§ STATED TASK
Swap "Mark the region of every instance" for "Trace the outline of each instance" in every one of the rows below, keeping everything else the same. Leave out the pictures when you write the rows again.

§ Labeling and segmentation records
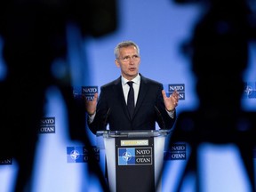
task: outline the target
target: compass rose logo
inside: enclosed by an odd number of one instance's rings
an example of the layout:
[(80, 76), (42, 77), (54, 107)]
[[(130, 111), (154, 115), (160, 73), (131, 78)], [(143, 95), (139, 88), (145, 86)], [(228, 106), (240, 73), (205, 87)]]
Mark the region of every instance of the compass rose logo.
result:
[(245, 93), (246, 93), (247, 96), (248, 96), (248, 95), (251, 95), (252, 92), (252, 91), (253, 91), (253, 89), (252, 89), (251, 86), (246, 86), (246, 88), (245, 88), (245, 90), (244, 90), (244, 92), (245, 92)]
[(124, 161), (128, 162), (132, 158), (132, 154), (126, 151), (122, 155), (122, 158), (124, 159)]
[(80, 154), (79, 154), (79, 152), (77, 150), (73, 150), (70, 153), (71, 158), (75, 159), (75, 160), (77, 159), (79, 157), (79, 156), (80, 156)]

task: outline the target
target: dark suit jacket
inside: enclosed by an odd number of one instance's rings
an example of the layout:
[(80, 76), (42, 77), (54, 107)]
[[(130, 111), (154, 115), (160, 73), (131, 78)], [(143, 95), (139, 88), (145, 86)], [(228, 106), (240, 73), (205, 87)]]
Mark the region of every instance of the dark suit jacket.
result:
[(108, 124), (111, 131), (155, 130), (156, 122), (161, 129), (172, 129), (176, 119), (171, 118), (164, 104), (162, 84), (140, 75), (140, 86), (134, 115), (130, 117), (123, 93), (121, 76), (100, 87), (96, 116), (89, 124), (95, 134), (106, 130)]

§ SOLVED EXERCISE
task: outline the target
target: compass rose logo
inside: enclosed by an odd number of one instance's rings
an example of the layout:
[(80, 76), (42, 77), (54, 107)]
[[(130, 111), (154, 115), (160, 73), (131, 78)], [(143, 95), (139, 88), (145, 86)], [(228, 106), (240, 73), (205, 87)]]
Trace the outline of each instance of the compass rose logo.
result:
[(245, 93), (246, 93), (247, 96), (248, 96), (248, 95), (251, 95), (252, 92), (252, 91), (253, 91), (253, 89), (252, 89), (251, 86), (246, 86), (246, 88), (245, 88), (245, 90), (244, 90), (244, 92), (245, 92)]
[(124, 161), (128, 162), (132, 158), (132, 154), (126, 151), (122, 155), (122, 158), (124, 159)]
[(80, 154), (79, 154), (79, 152), (77, 150), (73, 150), (70, 153), (71, 158), (75, 159), (75, 160), (77, 159), (79, 157), (79, 156), (80, 156)]

task: outline the target
target: dark suit jacket
inside: enclosed by an odd number of one instance's rings
an example of the layout:
[(80, 76), (42, 77), (54, 107)]
[[(130, 111), (154, 115), (160, 73), (131, 78)], [(143, 95), (139, 88), (145, 86)], [(228, 106), (240, 73), (205, 87)]]
Trace the outline of each instance of the dark suit jacket.
result:
[(108, 124), (111, 131), (155, 130), (156, 122), (161, 129), (172, 129), (176, 119), (171, 118), (164, 104), (162, 84), (140, 75), (140, 86), (134, 115), (130, 117), (123, 93), (121, 76), (100, 87), (96, 116), (89, 124), (95, 134), (106, 130)]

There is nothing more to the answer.